Given exercise: In the interview with Sam Burchfield below, what did he want to be for most of his life?

Reading passage:
▬▬▬▬▬▬

Closing out the week today with an interview from recent Artist Spotlight feature and Atlanta native Sam Burchfield! Sam is a breathtaking talent who has a real knack for crafting highly styilized folk based tunes that promote audience involvement, and has such a unique way of putting a song in perspective that you fell hypnotized just watching him pour his heart and soul into everything he touches. We talked about how he first got started in music, his experiences on American Idol, and what musical path he's heading on down the road. Here is the transcript from our chat:
Give us your name and what instrument you regularly play?
My name is Sam Burchfield and I play guitar as well as sing.
What is the earliest memory you can recall of listening to music at a young age?
My earliest memory of listening to music is probably listening to MJ's Thriller,
best of Earth Wind & Fire and the KC & The Sunshine Band while my Mom
did her stair stepping exercises in the basement. I still have a weird affinity
towards “boogie shoes” from those memories of her picking me up and
swinging me around while she grooved out to some disco and funk.
Growing up in the Georgia area, what kinds of things did you do as a child
that you have fond memories of?
Well, I grew up in Seneca, SC. A pretty small southern town. My fondest
memories growing up were going out in our back yard (we always had an
awesome wooded back yard) and pretending to fight bad guys. Me and my
best friends would either be Robin Hood, or Lord of the Rings guys, or Jedi,
or whatever. We totally let our imaginations just run wild in those woods. If I
wasn’t doing that outside, I was doing it inside playing with my ever-growing
lego collection. For most of my life I wanted to be a professional lego builder
I’m pretty sure... I kind of still do if we’re being completely honest here...

▬▬▬▬▬▬

Extracted data entries:
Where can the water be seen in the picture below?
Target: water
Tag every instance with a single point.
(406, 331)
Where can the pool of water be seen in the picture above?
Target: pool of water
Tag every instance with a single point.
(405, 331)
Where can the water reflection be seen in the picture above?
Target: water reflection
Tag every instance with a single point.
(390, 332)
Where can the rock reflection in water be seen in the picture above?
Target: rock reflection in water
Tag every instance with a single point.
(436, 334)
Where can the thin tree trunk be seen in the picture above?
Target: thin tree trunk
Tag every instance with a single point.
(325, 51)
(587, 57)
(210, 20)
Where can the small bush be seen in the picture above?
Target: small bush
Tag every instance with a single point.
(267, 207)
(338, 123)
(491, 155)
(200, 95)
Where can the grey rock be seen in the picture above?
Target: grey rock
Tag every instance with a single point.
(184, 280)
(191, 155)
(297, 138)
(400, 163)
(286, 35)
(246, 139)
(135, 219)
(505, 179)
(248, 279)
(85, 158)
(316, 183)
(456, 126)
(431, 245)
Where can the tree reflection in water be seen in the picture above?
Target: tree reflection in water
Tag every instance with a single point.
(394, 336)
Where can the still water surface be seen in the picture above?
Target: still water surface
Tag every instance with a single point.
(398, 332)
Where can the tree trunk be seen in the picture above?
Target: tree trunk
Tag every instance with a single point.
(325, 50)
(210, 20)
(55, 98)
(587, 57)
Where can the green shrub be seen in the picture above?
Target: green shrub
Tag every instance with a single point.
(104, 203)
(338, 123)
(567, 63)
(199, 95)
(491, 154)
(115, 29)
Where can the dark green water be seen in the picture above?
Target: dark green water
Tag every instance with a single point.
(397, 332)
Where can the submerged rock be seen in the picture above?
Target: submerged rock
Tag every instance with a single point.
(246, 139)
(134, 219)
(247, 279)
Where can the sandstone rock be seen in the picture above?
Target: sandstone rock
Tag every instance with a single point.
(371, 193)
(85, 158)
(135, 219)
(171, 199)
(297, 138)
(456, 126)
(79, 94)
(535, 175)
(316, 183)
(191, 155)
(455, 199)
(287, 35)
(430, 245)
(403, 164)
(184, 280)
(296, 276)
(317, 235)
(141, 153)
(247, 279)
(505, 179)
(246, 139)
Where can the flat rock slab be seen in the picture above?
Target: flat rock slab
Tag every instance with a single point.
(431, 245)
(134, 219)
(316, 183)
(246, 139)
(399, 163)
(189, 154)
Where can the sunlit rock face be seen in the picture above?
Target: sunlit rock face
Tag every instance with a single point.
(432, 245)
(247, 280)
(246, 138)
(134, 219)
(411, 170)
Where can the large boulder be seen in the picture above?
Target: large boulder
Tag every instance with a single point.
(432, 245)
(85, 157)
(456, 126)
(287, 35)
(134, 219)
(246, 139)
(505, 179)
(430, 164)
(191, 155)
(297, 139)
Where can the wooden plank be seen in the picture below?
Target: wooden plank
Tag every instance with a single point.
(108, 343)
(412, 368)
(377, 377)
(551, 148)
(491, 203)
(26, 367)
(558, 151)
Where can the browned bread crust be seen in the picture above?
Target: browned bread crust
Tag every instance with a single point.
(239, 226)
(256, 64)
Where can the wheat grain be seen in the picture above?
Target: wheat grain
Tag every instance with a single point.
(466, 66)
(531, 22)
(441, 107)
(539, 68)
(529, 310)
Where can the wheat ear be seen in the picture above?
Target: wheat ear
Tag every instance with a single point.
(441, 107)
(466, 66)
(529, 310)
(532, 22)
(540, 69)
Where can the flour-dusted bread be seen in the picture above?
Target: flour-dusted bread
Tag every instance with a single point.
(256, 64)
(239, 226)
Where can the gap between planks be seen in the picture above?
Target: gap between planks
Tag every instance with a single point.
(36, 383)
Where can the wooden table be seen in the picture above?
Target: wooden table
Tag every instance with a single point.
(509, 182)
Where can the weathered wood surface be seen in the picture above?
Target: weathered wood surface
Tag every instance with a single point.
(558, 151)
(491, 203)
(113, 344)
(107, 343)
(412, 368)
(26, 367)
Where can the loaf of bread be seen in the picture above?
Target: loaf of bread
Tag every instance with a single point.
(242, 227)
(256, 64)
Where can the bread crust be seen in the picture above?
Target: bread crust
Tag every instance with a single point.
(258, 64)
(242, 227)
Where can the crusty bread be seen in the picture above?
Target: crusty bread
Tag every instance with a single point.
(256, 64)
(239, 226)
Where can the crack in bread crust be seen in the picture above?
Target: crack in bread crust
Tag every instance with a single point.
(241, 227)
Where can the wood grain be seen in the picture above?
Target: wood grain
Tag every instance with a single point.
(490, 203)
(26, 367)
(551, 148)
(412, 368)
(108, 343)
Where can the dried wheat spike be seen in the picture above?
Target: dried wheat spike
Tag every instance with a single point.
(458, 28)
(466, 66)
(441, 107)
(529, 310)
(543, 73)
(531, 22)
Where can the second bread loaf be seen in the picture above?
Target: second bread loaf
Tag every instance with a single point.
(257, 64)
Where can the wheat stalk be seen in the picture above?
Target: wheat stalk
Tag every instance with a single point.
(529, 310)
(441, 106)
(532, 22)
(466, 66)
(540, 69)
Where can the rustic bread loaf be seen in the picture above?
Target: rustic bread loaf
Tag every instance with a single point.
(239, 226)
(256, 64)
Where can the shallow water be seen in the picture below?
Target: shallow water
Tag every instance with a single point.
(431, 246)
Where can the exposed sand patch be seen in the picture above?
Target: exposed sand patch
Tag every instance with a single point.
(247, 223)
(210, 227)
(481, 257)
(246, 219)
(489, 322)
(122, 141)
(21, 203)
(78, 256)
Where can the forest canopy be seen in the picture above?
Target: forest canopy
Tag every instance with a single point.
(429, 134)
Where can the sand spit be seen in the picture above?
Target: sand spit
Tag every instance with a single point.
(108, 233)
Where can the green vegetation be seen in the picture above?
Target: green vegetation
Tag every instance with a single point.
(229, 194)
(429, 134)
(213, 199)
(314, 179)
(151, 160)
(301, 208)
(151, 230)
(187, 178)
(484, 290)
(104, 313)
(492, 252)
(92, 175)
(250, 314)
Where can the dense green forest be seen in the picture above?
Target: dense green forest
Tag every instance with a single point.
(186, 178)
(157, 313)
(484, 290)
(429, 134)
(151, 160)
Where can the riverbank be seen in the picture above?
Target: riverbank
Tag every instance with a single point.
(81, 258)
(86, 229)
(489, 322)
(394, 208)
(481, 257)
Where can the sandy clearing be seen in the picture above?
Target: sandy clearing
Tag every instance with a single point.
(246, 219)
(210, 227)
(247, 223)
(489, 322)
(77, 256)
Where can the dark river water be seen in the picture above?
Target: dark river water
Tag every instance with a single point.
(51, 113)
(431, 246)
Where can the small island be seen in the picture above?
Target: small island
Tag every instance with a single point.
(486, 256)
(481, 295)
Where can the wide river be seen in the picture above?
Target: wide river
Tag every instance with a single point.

▬▬▬▬▬▬

Solution to the exercise: A professional lego builder.